WORK TO BE COMPLETED:
Rewrite every line of the listing below as a JSON list of strings, one string per line. Skip blank lines and leave out the pictures.

MATERIAL FOR THIS EXERCISE:
· · · · ·

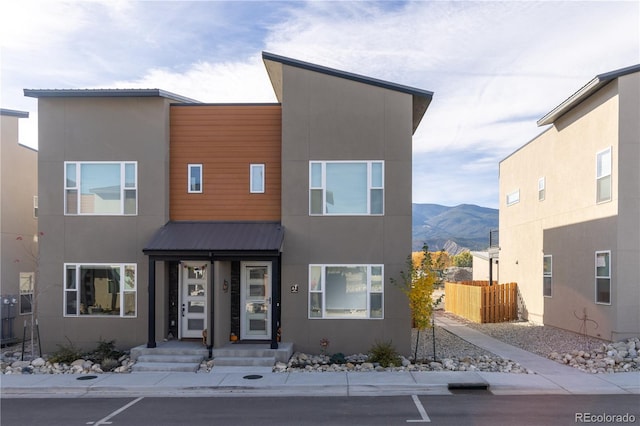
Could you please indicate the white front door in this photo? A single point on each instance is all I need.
(255, 317)
(193, 303)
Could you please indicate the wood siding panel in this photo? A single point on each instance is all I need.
(225, 139)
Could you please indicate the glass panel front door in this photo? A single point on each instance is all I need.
(193, 315)
(255, 321)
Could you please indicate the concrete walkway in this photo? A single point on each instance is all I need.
(550, 378)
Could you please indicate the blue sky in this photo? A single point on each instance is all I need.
(495, 67)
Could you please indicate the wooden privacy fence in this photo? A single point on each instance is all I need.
(480, 302)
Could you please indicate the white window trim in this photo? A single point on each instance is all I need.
(121, 293)
(513, 197)
(608, 252)
(542, 190)
(370, 186)
(598, 177)
(189, 168)
(253, 190)
(547, 275)
(324, 287)
(123, 188)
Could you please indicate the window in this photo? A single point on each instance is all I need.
(256, 172)
(603, 277)
(547, 274)
(513, 197)
(345, 291)
(26, 292)
(603, 176)
(101, 188)
(195, 178)
(346, 188)
(100, 290)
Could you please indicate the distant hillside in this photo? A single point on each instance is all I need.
(452, 228)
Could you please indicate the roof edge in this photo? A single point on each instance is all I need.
(106, 93)
(584, 92)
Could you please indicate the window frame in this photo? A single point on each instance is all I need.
(321, 290)
(78, 185)
(603, 277)
(252, 168)
(26, 294)
(601, 174)
(190, 185)
(77, 290)
(513, 197)
(371, 186)
(547, 274)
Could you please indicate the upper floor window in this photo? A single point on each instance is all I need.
(603, 277)
(345, 291)
(101, 188)
(256, 177)
(547, 275)
(541, 189)
(603, 175)
(100, 289)
(513, 197)
(346, 188)
(195, 178)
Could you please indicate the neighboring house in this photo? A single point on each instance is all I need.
(570, 212)
(266, 221)
(18, 225)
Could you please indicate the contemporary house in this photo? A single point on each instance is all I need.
(18, 225)
(166, 217)
(570, 212)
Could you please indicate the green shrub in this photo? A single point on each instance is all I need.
(66, 354)
(385, 354)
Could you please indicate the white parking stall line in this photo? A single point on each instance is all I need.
(423, 413)
(105, 420)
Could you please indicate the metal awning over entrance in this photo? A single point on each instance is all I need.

· · · · ·

ANSWER TO THIS EXERCISE:
[
  "Could you please indicate the white front door in this photo? A single point on each instance is all I need.",
  "(255, 317)",
  "(193, 303)",
  "Could you please indicate the wood siding panel in this photo? A single point on each instance is all I need.",
  "(225, 139)",
  "Could you please indicate the glass panel front door in this photo? A single point on each instance is all I need.",
  "(193, 315)",
  "(255, 321)",
  "Could you please indicate the concrete walkway in this photo? A single point on each instance is all I need.",
  "(550, 378)",
  "Could you please indicate the blue sky in this photo? A single point on each instance is all I need.",
  "(495, 67)",
  "Could you please indicate the wooden privacy fence in this photo? A single point on each instance is all I need.",
  "(480, 302)",
  "Could you please indicate the white window trim in this photo? A single point on each instance is all I need.",
  "(121, 293)",
  "(513, 197)",
  "(608, 252)",
  "(542, 190)",
  "(370, 186)",
  "(598, 177)",
  "(189, 168)",
  "(253, 190)",
  "(547, 275)",
  "(324, 287)",
  "(123, 188)",
  "Could you please indicate the window in this photo? A single point on each instance is all I need.",
  "(256, 172)",
  "(603, 277)",
  "(547, 274)",
  "(513, 197)",
  "(345, 291)",
  "(26, 292)",
  "(603, 176)",
  "(101, 188)",
  "(195, 178)",
  "(346, 188)",
  "(100, 290)",
  "Could you please indicate the distant hillside in this photo? A single point on each instance is all I need.",
  "(452, 228)",
  "Could you please indicate the roof edge in this photo? A single point on each instance is all I need.",
  "(106, 93)",
  "(584, 92)",
  "Could you please indicate the window frame in this photo? A single point on each instance is all I need.",
  "(321, 290)",
  "(78, 185)",
  "(603, 277)",
  "(252, 168)",
  "(26, 294)",
  "(601, 174)",
  "(190, 185)",
  "(77, 290)",
  "(513, 197)",
  "(371, 186)",
  "(547, 274)",
  "Could you please indicate the upper floor window in this photo? A single point on each instance is all I need.",
  "(603, 277)",
  "(345, 291)",
  "(101, 188)",
  "(256, 177)",
  "(547, 275)",
  "(541, 189)",
  "(603, 175)",
  "(100, 289)",
  "(513, 197)",
  "(346, 188)",
  "(195, 178)",
  "Could you please indicate the neighboring house in this photo? A single point on each instance is all I need.",
  "(570, 212)",
  "(266, 221)",
  "(18, 225)",
  "Could you please indicate the contemporary house in this photo? A single point on each instance is all I need.",
  "(18, 225)",
  "(166, 217)",
  "(570, 212)",
  "Could you please indicate the green shrub in this photo? A single point on each instance is all I need.",
  "(66, 354)",
  "(385, 354)",
  "Could you please indicate the white parking stall line in this photo? A single point on each instance is all I need.",
  "(423, 413)",
  "(105, 420)",
  "Could you please indicate the metal awning over entrance in this photo? A single point on each instance is all I need."
]